• Exercise objective:
Copy the part of the data below that opens with the line containing "Provide an outline for every instance of the computer" and closes with the line containing "234), (266, 235)]]", both lines included, reproducing it exactly and nothing else.

• Information shown:

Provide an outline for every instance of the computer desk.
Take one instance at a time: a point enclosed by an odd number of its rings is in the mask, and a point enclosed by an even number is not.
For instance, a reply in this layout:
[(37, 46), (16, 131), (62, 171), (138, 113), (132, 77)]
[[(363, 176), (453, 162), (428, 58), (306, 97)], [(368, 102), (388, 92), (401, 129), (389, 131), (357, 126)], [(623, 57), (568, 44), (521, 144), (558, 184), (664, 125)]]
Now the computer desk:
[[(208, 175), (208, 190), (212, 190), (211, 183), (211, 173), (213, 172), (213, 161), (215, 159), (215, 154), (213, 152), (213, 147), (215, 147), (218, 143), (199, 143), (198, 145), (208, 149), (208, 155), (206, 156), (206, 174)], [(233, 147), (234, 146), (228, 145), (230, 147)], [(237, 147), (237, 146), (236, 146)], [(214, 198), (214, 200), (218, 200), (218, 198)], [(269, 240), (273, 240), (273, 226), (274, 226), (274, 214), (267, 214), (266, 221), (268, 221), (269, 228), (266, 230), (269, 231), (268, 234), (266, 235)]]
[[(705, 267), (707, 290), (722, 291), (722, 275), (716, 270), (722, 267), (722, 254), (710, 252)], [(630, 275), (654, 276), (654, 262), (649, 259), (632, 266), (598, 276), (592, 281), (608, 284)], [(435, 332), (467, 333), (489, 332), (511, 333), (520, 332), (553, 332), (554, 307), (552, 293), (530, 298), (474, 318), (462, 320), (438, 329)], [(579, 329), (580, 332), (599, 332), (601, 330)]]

--

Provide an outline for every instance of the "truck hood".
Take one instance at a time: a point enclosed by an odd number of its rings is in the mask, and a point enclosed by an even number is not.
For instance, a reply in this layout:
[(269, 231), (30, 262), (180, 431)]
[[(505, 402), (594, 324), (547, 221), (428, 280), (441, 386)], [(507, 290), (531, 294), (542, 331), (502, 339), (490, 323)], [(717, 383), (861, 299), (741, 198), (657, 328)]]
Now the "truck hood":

...

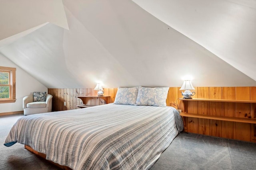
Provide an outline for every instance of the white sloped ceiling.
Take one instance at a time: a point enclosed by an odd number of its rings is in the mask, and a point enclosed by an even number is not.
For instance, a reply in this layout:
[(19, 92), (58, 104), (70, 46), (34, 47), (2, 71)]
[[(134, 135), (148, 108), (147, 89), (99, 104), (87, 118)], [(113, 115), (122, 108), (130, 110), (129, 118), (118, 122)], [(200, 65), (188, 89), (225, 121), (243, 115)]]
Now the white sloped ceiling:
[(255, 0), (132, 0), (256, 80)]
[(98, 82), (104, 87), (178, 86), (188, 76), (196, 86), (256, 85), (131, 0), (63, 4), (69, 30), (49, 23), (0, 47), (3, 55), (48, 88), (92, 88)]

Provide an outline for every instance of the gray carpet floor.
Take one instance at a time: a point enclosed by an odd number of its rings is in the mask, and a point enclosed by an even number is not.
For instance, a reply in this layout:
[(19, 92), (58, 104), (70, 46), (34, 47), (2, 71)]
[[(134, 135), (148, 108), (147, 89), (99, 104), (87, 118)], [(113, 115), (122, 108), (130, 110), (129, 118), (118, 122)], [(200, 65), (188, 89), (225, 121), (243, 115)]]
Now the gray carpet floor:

• Task answer:
Provide an outline for every instance of the computer desk.
Take one instance at a time: a point enclosed by an odd number of its rings is in the mask, and a point enclosed by an even number is not.
For instance, a reply in this layout:
[(37, 46), (16, 131), (62, 171), (138, 113), (132, 77)]
[[(363, 176), (453, 162), (428, 58), (306, 97)], [(368, 102), (388, 92), (401, 129), (389, 131), (357, 126)], [(623, 57), (568, 44), (521, 144), (558, 184), (664, 125)]]
Now the computer desk:
[[(208, 175), (208, 190), (212, 190), (211, 183), (211, 173), (213, 172), (213, 161), (215, 159), (215, 154), (213, 152), (213, 147), (215, 147), (218, 143), (199, 143), (198, 145), (208, 149), (208, 155), (206, 156), (206, 174)], [(233, 147), (234, 146), (228, 145), (230, 147)], [(237, 147), (237, 146), (236, 146)], [(214, 198), (214, 200), (218, 200), (218, 198)], [(269, 240), (273, 240), (273, 226), (274, 226), (274, 214), (267, 214), (266, 221), (268, 221), (269, 228), (266, 230), (269, 231), (268, 234), (266, 235)]]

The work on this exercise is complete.